--- Given task ---
Print out the entries below with no edits.

--- Records supplied ---
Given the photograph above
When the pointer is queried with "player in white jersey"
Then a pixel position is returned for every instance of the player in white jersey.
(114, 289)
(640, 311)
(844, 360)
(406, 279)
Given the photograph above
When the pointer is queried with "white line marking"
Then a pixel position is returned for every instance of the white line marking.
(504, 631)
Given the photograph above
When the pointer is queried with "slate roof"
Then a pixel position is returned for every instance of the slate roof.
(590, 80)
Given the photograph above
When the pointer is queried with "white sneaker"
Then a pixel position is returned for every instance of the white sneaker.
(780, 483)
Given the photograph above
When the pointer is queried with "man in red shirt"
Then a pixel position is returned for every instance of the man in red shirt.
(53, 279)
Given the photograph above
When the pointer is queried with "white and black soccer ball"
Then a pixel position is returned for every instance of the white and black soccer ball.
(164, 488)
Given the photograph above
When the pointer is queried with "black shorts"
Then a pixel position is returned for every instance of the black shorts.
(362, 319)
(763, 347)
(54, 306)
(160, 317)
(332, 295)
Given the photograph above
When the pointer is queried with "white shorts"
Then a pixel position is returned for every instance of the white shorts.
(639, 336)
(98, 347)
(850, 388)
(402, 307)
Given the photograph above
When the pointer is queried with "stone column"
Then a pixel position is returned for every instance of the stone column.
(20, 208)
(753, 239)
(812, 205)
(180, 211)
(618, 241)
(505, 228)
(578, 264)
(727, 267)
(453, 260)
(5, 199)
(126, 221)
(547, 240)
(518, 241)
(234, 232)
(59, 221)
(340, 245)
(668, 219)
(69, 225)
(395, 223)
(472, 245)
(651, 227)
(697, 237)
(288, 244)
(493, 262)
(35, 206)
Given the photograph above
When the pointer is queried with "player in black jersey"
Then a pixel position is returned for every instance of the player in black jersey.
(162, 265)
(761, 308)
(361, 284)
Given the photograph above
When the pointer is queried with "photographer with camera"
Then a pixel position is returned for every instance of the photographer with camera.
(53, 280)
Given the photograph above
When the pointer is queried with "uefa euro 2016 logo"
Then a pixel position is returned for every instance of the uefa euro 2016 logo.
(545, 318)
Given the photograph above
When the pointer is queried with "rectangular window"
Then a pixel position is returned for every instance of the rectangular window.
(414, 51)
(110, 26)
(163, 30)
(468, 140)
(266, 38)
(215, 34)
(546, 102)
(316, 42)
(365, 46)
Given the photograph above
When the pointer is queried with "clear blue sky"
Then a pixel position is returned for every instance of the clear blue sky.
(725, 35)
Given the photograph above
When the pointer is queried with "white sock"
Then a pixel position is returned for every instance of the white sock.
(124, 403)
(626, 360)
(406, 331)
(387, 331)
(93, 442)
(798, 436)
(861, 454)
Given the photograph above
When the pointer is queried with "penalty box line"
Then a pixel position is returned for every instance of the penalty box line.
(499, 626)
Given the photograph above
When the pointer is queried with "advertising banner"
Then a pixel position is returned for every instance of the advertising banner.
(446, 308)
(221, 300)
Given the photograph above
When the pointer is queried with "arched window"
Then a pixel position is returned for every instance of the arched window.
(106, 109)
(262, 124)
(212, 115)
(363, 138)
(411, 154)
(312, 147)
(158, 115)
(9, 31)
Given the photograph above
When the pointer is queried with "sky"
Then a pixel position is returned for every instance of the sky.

--- Written reply ---
Given the photograph above
When the pointer is queried with "player in white jersey"
Then a pixel position is returned for every instance of the player in white jersey.
(114, 289)
(640, 311)
(844, 360)
(406, 279)
Given the photograph above
When the pointer is queried with "white line marking"
Then a pixel position is returned for every instance of the white line marking.
(504, 631)
Given the photograph above
When the pointer is queried with "slate roof"
Then a pixel position is returned for every instance of the slate roof.
(590, 80)
Given the photograph above
When the pointer is queried with "white sneaker"
Then a pixel position is returned for every instance of the white sneaker.
(780, 483)
Given the photograph above
When the pointer is queried with "man in red shirt"
Then a pixel position is returned for every instance of the man in red shirt.
(53, 279)
Given the photograph above
When the pointer is queried with "white and black soccer ball"
Then a pixel position is returned for every instance of the white and black soccer ball.
(164, 488)
Given the photograph above
When the pointer is queried with "black shorts"
Then a pixel position is returned for every instance of the black shorts.
(362, 319)
(763, 347)
(54, 306)
(160, 317)
(332, 295)
Given the photograph above
When the pointer is queried with "white shorts"
Then a pixel position is returned for every instance of the white shorts.
(639, 336)
(98, 347)
(850, 388)
(402, 307)
Given the photograph above
When the pointer is queried with "stone column"
Then a pixel position is returned for every instance of the stone column.
(20, 208)
(753, 239)
(812, 205)
(180, 211)
(618, 241)
(505, 228)
(578, 264)
(727, 267)
(453, 260)
(5, 199)
(126, 221)
(547, 240)
(518, 241)
(234, 232)
(59, 221)
(340, 245)
(668, 219)
(69, 225)
(395, 223)
(472, 245)
(651, 227)
(697, 237)
(288, 244)
(493, 262)
(35, 206)
Given the photograph above
When the pointer is queried with "player in black jersey"
Then a pixel position is returned for every instance of the player in black jersey.
(162, 265)
(761, 308)
(361, 284)
Given the photograph above
When the pointer is queried with "photographer with camera"
Then a pixel position is returned for every instance of the photographer with camera.
(53, 280)
Given the photograph above
When the pointer is queried with "uefa euro 2016 logo"
Then a pixel position is returned for every instance of the uefa euro 2016 logo.
(545, 318)
Given the photograph above
When the pointer is queried with "rectangular window"
Then a pixel position is returned for every instance of the rectangular window.
(414, 51)
(110, 26)
(163, 30)
(468, 140)
(266, 38)
(215, 34)
(546, 102)
(316, 42)
(365, 46)
Given the photograph above
When the pointer is queried with "clear blue sky"
Then a pixel position is returned for every instance of the clear blue sky.
(725, 35)
Given the photograph above
When the pointer is queried with "white sock"
Then a pixel position is returned for every instance of the white sock.
(124, 403)
(626, 360)
(406, 331)
(387, 331)
(93, 442)
(798, 436)
(861, 454)
Given the photograph above
When the pointer is queried with "penalty box line"
Then a pixel position is returned for every instance of the penalty box line.
(499, 626)
Given the photograph above
When the pointer is queried with "advertising banner"
Then a pixel position is returned for every instance of the advertising banner.
(446, 308)
(221, 300)
Given the photograph above
When the pointer is queried with "arched window"
Then a pixel position is returned for every instance of the arched window.
(106, 109)
(262, 124)
(212, 115)
(363, 138)
(411, 154)
(312, 147)
(158, 115)
(9, 31)
Given the photograph above
When the pointer is queried with "sky"
Then a pixel position is returned for every instance of the sky.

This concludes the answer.